── Material shown

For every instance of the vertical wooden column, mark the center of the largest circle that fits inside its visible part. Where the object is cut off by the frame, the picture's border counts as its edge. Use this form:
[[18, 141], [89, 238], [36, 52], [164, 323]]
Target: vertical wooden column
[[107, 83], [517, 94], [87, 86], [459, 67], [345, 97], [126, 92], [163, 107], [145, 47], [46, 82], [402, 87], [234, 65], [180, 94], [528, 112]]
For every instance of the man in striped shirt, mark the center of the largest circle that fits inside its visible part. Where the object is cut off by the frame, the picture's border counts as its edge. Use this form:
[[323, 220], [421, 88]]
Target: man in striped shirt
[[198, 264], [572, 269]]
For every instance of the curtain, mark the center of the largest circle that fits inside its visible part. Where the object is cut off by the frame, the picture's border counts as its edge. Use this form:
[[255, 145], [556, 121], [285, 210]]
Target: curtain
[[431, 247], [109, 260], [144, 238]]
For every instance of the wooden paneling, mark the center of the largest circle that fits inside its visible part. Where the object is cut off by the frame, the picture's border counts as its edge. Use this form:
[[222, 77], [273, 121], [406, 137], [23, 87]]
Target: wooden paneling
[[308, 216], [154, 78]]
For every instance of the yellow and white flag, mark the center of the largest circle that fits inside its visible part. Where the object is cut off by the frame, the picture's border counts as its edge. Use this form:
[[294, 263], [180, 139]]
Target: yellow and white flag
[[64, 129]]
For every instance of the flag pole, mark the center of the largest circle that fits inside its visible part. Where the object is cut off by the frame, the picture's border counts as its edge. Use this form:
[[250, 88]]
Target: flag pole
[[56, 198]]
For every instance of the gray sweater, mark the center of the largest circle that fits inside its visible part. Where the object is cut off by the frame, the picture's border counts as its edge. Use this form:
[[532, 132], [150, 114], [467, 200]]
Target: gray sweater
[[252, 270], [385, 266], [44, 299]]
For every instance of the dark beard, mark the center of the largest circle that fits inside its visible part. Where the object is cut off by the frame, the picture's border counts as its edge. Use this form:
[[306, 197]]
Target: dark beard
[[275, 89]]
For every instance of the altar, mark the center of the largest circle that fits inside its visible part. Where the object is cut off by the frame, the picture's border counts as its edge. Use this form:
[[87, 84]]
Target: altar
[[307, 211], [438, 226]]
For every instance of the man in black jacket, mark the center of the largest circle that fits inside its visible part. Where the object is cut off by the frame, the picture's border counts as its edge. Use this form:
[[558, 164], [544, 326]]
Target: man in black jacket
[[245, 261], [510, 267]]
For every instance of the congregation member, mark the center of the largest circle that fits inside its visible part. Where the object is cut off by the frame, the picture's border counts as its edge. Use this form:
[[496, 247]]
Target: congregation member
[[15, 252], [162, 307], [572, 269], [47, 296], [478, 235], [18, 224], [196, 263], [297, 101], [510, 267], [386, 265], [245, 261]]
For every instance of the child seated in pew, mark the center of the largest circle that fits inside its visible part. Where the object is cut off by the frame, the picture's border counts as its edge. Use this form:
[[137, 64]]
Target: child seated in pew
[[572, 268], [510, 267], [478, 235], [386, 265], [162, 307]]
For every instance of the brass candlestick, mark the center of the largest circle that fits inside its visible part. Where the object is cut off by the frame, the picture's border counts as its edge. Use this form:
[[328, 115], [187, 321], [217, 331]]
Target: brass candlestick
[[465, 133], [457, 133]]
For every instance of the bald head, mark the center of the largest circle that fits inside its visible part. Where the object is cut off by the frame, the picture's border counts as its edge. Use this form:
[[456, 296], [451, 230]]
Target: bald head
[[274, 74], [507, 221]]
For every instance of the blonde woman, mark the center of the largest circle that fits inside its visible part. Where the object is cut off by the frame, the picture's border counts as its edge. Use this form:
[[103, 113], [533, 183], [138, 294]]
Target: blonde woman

────

=== What this task involves ===
Print all of the records above, reproducing every line without any change.

=== The completed task ===
For every instance of the vertical wooden column, mark the center of the largest circle that fits inside its visible part. Where the object is cut off by the frame, the picture's border counts as its edge. Use this form:
[[18, 141], [89, 238], [36, 52], [164, 323]]
Target: vertical wooden column
[[107, 83], [517, 94], [87, 86], [459, 67], [345, 97], [126, 92], [163, 107], [145, 47], [46, 82], [402, 87], [234, 65], [180, 94], [528, 112]]
For every instance of the man in striped shirt, mark the center of the largest circle that fits inside its visible part. Where the object is cut off by the frame, the picture's border counts as its edge. Use this form:
[[323, 220], [421, 88]]
Target: man in striped shirt
[[198, 264], [572, 269]]
For every instance of the curtain, mark the center of the largest circle that fits inside its visible part. Where the object is cut off by the frame, the picture's border counts as its edge. Use this form:
[[255, 145], [556, 121], [285, 210]]
Target: curtain
[[431, 247], [109, 260], [144, 238]]
For every instance of the wooden paneling, mark the center of the largest circle that fits inside its visible part. Where the object is cut off by the frame, the picture's border counts as its edge. Use this form:
[[222, 77], [273, 121], [406, 137], [23, 87]]
Target: wooden paneling
[[308, 216], [154, 78]]
For every instance of the yellow and white flag, mark the center of the largest circle that fits inside its visible part. Where the object is cut off by the frame, the picture's border counts as its edge. Use this form:
[[294, 263], [180, 139]]
Target: yellow and white flag
[[64, 129]]
For every instance of the flag pole, mark the center of the largest circle that fits inside its visible part. Where the object is cut off by the frame, the picture's border counts as its edge. Use this form:
[[250, 88]]
Target: flag pole
[[56, 198]]
For every instance of the gray sweater, mark the center of the largest circle that fits inside its visible part. Where the object is cut off by the frame, the picture's border counts as its edge. Use this form:
[[532, 132], [150, 114], [467, 200]]
Target: gray sweater
[[252, 270], [385, 266], [44, 299]]
For every instance of the dark beard, mark the center of the largest circle that fits inside its visible part. Where the object is cut off by the frame, the picture's border counts as its edge. Use this form:
[[306, 197]]
Target: dark beard
[[275, 89]]
For every instance of the altar, mark the center of the largest circle that fits inside its visible part. Where the object is cut off by the frame, the picture's border counts as its edge. Use this form:
[[87, 84]]
Target: altar
[[307, 211], [438, 226]]
For every instance of the man in black jacket, mark the center of the largest circle that fits inside its visible part. Where the object is cut off by the frame, the picture's border counts as its edge. Use this form:
[[558, 164], [544, 326]]
Target: man in black jacket
[[245, 261], [510, 267]]
For every instance of the congregation member, mark the center of the largest circle that fits inside its visible part. Where the object is cut off by the frame, the picture's border counts as its edge. Use this form:
[[496, 247]]
Target: congregation member
[[15, 252], [162, 307], [572, 269], [47, 296], [478, 235], [18, 224], [196, 263], [297, 101], [510, 267], [386, 265], [245, 261]]
For every instance of the child seated in pew, mark the center of the largest circle that fits inside its visible part. Where the object is cut off by the frame, the picture's border counts as its edge. Use this form:
[[137, 64]]
Target: child seated in pew
[[572, 268], [510, 267], [478, 235], [386, 265], [162, 307]]
For every instance of the brass candlestick, mark the center of the largest circle that fits inside its visible part. Where the object is cut off by the frame, the picture's border counts as its edge. Use this form:
[[328, 115], [187, 321], [217, 331]]
Target: brass candlestick
[[465, 133], [457, 133]]
For every instance of the bald head, mark the center of the largest circle that fits inside its visible part. Where the object is cut off by the frame, the picture's border counts as its edge. Use this form:
[[456, 296], [451, 230]]
Target: bald head
[[274, 74], [507, 221]]
For every instance of the blonde woman, mark the center of the largest circle that fits inside its visible part. Where the object is cut off by the frame, the picture's border counts as its edge. Use this form:
[[103, 113], [533, 183], [138, 294]]
Target: blonde woman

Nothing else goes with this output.